───── DATA FOR THE TASK
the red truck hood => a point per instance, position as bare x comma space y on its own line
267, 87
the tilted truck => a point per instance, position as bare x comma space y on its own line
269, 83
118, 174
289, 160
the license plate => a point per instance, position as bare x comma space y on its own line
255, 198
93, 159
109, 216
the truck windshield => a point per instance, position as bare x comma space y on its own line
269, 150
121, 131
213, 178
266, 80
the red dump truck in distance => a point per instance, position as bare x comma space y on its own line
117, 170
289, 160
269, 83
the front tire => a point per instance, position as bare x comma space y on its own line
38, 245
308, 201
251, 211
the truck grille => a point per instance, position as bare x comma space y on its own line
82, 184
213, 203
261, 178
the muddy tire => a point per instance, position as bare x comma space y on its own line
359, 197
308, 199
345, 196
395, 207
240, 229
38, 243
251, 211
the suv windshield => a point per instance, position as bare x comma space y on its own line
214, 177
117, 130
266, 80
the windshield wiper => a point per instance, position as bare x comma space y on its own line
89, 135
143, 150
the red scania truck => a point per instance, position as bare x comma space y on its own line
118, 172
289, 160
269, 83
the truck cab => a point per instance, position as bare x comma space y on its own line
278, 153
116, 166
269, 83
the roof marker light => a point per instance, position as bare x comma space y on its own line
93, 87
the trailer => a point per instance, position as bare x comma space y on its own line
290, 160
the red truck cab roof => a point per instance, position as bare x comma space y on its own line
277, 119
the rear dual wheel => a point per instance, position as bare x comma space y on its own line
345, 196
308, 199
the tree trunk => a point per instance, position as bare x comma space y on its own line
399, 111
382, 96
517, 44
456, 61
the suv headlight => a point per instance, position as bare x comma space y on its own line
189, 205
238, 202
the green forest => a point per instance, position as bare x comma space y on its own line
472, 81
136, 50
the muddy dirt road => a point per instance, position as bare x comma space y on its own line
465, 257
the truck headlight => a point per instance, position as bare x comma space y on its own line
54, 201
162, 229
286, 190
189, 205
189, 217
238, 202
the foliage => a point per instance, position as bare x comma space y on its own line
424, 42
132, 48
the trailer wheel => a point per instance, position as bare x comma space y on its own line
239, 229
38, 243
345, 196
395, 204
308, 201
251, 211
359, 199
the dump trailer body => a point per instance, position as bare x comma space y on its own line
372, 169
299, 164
──────────
- [EXERCISE GOAL]: Recopy the whole listing exactly.

- [COMPLETED TASK]:
the red truck hood => a point per instance, position as bare x comma space y on its own line
267, 87
the tilted truck => a point per instance, position as bare x comma space y on its own line
269, 83
118, 174
289, 160
the license plate => a point per instance, position as bare x comma space y on its own line
255, 198
93, 159
109, 216
the truck windshield => a point per instance, position as bare x comma space y on its own line
269, 150
121, 131
213, 178
266, 80
the red dump truck in distance => a point per instance, position as bare x comma space y on its own line
117, 170
289, 160
269, 83
the front tire => a point per instance, position as bare x comma space y on its own line
38, 245
308, 201
251, 211
the truck grille => a point per instance, position as bare x comma space y on its own line
82, 184
213, 203
261, 178
the muddy tire => a point per instance, position as bare x comma space y on its own line
359, 197
308, 199
345, 196
395, 207
240, 229
38, 243
251, 211
the suv windshield => a point per instance, position as bare x comma space y on its own line
214, 177
117, 130
266, 80
the windshield wiper => a point per instance, position as bare x comma space y on its own line
89, 135
143, 150
the red scania truck => a point per instance, position as bare x comma space y on its own line
118, 172
289, 160
269, 83
the truck cab => a point per instance, position as bare x comma space y on its own line
278, 153
116, 166
269, 83
the roof marker light => a point per instance, position as bare x comma space y on its own line
93, 87
the trailer => a point per instance, position as bare x comma space y on its own line
290, 160
the red truck cab roof => a point per instance, position as bare x comma space y on its own line
277, 119
the rear dual wheel => a point per instance, position as bare x comma space y on its own line
345, 196
308, 199
the tree trunk => a point per instance, position as bare x comma space y on its own line
399, 111
382, 96
517, 44
456, 61
the suv headlight => a point per instance, position as bare x comma space y on its own line
189, 205
238, 202
the green forest => a point per instance, position as bare x comma space y on its own line
472, 81
136, 50
the muddy dirt road => a point per instance, position as bare x comma space y on its own line
465, 257
the truck headlight => a point per instance, position as bare x comma space y on its own line
54, 201
162, 229
286, 190
189, 205
189, 217
238, 202
the foliage => a point per instance, position as bare x comma space y on its own line
424, 42
132, 48
the trailer wheel => a point per instance, position as bare x comma space y on its own line
239, 229
38, 243
345, 196
395, 204
308, 201
251, 211
359, 199
the dump trailer body => a point per instance, position as bare x comma space y on its own line
372, 169
299, 164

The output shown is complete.